- [Task prompt]:
Report every line in the entries below that contains the word "yellow".

- [Records]:
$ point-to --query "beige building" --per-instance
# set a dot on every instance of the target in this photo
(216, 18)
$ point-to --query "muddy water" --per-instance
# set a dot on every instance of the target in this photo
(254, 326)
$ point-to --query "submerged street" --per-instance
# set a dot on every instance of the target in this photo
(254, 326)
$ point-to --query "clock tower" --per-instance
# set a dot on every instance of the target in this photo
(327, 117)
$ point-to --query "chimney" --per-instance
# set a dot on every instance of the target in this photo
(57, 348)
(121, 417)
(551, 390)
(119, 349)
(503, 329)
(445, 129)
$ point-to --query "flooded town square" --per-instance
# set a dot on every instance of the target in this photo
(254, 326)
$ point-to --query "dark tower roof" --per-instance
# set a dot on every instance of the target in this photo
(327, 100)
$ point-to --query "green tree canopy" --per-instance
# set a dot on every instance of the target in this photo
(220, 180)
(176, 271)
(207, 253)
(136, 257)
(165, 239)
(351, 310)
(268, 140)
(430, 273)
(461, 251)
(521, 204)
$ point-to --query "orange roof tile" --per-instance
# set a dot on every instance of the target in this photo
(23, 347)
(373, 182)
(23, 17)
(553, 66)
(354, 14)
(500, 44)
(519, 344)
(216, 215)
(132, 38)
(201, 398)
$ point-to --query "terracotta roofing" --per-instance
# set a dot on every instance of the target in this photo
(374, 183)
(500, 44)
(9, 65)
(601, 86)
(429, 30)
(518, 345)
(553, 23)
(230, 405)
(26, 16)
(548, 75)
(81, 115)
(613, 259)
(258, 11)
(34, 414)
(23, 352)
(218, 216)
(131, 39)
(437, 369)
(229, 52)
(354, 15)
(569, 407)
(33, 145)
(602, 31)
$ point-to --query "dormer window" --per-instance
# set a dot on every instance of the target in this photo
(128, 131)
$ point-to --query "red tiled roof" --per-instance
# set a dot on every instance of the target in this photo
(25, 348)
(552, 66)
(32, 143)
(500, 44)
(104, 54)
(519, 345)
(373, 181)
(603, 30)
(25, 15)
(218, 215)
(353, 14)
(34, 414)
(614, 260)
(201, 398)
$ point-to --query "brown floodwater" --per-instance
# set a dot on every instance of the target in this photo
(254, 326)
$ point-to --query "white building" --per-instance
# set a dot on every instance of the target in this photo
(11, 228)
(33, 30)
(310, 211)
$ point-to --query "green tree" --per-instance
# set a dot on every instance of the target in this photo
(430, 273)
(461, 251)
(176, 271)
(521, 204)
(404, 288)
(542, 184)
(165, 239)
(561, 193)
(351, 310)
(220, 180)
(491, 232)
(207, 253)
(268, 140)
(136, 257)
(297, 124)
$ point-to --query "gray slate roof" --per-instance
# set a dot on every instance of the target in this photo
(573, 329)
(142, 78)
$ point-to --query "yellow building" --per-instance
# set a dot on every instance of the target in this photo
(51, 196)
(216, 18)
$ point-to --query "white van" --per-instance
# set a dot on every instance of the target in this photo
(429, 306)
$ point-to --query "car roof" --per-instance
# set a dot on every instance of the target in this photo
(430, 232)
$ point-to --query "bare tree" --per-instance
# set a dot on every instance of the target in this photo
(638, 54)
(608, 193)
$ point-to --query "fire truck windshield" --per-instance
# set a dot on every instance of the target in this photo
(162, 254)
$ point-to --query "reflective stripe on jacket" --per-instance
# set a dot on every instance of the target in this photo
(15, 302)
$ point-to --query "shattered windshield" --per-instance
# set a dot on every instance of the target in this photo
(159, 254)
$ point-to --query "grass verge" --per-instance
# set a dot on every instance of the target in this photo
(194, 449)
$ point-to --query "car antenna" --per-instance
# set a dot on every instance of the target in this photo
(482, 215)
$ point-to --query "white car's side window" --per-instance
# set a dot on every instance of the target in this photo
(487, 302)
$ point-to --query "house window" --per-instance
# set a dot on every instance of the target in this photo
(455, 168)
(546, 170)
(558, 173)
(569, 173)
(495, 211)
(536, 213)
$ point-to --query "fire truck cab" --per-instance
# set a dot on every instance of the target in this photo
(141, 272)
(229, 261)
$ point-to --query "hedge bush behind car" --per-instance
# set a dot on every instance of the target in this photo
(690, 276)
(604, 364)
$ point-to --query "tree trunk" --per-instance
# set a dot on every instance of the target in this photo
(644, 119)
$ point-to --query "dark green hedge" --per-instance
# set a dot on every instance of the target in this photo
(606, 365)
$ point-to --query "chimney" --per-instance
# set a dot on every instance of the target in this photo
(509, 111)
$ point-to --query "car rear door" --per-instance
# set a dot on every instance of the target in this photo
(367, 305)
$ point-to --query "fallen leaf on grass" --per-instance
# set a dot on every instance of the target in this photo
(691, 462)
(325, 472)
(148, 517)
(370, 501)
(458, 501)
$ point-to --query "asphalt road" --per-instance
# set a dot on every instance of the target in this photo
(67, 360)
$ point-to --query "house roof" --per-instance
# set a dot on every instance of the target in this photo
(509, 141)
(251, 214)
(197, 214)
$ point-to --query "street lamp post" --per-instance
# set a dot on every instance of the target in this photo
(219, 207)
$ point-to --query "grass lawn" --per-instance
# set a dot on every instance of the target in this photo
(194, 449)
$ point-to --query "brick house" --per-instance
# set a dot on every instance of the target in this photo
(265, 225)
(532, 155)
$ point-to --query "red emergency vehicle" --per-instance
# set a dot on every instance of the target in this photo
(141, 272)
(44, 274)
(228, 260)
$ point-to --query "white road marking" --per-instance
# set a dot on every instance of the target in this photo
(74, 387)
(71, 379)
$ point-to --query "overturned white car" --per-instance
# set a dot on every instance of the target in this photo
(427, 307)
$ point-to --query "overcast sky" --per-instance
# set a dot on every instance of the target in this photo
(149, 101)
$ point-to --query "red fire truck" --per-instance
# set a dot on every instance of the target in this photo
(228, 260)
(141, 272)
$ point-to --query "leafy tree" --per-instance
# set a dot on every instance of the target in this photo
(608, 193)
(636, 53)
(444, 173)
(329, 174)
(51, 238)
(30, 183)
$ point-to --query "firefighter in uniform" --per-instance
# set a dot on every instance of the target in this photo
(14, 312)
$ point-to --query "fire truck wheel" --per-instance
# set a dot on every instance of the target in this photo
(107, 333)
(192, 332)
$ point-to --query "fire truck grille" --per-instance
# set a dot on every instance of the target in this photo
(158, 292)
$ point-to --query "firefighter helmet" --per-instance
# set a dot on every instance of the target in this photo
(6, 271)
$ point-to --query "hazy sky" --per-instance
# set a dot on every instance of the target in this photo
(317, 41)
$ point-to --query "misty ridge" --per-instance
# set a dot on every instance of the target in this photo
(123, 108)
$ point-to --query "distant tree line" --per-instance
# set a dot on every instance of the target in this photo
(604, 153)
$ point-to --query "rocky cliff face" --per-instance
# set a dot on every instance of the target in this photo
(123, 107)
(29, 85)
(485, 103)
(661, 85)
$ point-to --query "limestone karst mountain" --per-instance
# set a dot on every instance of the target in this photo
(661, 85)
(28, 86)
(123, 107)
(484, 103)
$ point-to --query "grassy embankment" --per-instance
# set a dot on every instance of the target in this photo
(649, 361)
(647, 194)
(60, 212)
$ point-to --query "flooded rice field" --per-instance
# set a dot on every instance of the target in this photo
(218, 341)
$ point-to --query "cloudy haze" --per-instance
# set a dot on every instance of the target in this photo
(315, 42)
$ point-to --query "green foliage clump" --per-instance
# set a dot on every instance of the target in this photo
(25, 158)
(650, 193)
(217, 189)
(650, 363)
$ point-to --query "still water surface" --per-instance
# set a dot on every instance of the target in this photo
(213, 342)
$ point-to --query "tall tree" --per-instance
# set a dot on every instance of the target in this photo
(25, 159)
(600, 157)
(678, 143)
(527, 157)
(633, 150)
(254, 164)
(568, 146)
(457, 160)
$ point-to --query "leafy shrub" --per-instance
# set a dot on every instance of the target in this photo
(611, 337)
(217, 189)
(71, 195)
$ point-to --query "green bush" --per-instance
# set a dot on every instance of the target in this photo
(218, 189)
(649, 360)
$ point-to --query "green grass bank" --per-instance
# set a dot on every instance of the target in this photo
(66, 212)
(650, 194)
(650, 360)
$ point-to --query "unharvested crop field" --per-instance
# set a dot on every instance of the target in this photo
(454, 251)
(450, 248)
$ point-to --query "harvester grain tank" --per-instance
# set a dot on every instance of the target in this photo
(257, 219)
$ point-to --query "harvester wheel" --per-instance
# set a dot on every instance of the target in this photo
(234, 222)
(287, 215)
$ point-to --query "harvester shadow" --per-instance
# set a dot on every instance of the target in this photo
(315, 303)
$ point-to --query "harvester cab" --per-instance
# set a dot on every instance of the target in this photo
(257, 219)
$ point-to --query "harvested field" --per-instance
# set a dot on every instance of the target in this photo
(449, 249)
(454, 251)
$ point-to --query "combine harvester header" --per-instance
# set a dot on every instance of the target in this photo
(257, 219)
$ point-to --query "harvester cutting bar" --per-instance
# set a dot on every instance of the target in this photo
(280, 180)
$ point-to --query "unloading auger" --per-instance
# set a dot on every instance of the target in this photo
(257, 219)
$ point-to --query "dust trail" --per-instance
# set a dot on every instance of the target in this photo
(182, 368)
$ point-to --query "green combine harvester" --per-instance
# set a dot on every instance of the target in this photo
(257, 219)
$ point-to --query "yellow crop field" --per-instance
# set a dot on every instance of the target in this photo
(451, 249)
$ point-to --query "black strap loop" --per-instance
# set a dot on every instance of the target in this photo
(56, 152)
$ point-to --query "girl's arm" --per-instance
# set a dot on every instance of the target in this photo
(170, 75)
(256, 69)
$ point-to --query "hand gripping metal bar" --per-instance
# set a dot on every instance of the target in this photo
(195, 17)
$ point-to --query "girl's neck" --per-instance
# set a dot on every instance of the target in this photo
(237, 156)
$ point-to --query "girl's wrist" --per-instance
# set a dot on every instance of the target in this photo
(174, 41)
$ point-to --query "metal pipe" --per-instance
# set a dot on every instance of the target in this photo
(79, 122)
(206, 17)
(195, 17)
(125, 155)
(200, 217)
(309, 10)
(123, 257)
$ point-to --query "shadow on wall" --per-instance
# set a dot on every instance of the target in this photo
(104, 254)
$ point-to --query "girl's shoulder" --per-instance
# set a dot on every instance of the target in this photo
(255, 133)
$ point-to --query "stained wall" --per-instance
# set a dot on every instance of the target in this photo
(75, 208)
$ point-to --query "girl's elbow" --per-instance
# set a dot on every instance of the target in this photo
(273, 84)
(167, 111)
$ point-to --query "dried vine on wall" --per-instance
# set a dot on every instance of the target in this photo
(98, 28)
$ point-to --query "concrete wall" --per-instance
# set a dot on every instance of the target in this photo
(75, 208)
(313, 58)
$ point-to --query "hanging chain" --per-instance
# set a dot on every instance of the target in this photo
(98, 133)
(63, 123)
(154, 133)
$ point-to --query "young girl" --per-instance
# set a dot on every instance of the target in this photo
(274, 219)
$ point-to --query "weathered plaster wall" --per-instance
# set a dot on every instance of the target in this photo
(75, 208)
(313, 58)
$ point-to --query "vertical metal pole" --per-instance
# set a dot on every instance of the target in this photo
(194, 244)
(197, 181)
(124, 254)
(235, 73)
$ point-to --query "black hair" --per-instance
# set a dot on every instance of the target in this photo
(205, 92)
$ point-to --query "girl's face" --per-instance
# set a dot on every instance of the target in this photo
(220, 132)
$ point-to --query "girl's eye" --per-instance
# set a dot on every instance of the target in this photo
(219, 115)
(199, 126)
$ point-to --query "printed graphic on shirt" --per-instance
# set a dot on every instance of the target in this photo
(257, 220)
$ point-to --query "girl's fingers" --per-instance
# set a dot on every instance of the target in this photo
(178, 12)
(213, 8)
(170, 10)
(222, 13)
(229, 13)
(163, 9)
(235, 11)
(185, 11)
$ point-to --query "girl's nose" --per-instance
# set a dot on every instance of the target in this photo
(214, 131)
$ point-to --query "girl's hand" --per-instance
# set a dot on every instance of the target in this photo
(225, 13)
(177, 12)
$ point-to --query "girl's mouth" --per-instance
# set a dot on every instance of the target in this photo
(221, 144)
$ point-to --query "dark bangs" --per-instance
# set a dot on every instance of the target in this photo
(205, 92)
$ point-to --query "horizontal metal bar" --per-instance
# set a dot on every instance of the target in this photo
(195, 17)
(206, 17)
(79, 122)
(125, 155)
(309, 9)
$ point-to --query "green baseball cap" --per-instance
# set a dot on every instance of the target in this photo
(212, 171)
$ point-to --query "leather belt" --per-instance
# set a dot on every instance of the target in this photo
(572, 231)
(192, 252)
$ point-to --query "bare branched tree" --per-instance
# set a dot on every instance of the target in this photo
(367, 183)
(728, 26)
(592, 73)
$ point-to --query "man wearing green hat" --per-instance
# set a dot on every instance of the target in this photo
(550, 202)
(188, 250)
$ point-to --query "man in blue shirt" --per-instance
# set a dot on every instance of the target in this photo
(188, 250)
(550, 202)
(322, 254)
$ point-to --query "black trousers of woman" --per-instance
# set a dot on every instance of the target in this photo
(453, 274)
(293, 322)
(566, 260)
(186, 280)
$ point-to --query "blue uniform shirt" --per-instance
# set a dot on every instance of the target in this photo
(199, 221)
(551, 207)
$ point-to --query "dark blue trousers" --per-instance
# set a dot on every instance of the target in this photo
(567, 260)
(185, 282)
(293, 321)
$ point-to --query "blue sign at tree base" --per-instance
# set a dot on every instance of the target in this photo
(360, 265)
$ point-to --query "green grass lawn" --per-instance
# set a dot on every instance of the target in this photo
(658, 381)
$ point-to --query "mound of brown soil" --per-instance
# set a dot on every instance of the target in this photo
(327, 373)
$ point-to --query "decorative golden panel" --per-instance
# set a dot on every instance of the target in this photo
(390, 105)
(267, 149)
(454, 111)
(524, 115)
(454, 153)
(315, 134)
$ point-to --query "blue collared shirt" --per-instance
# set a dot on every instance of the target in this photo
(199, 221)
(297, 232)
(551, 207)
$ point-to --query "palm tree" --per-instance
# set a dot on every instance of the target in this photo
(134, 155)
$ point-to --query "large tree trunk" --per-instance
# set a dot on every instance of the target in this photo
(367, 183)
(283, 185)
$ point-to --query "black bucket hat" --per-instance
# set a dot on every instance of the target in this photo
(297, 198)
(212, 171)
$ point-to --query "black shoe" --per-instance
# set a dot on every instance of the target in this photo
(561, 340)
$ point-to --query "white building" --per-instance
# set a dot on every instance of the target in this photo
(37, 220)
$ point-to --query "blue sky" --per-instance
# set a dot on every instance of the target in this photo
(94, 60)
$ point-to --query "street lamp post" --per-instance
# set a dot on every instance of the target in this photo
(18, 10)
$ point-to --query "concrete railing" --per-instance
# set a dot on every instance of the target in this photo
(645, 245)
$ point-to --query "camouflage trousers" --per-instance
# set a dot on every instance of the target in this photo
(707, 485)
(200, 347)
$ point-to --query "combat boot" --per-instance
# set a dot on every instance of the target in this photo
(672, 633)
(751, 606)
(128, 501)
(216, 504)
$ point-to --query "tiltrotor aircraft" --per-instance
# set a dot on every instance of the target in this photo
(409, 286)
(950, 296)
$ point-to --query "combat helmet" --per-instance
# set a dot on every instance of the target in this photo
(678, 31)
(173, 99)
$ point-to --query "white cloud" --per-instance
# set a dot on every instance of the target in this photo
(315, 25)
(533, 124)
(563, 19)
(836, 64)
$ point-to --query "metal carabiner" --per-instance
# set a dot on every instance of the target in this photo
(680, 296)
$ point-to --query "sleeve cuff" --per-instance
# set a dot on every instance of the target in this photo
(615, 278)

- [The response]:
$ point-to --query "yellow building" --per-instance
$ point-to --query "yellow crop field" --per-instance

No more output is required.